RECORDS ::
--- START ---
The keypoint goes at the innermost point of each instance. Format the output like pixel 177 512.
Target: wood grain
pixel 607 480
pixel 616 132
--- END ---
--- START ---
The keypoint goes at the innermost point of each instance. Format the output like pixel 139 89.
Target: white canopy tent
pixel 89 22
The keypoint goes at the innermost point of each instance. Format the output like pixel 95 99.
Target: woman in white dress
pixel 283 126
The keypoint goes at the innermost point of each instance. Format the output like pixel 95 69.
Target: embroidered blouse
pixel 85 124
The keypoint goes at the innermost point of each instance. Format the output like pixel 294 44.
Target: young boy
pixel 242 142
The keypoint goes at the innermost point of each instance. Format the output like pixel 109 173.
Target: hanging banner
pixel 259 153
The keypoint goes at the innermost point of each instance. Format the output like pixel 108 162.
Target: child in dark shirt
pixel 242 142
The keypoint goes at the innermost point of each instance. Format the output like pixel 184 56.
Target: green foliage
--- END ---
HOW TO COMPLETE THIS TASK :: Give back precisely the lines above that start at the line containing "pixel 184 56." and end at the line containing "Target: green foliage", inclusive. No other lines belong in the output.

ANSWER TO THE PROBLEM ::
The keypoint goes at the innermost point of each instance. Format the output like pixel 184 56.
Target: green foliage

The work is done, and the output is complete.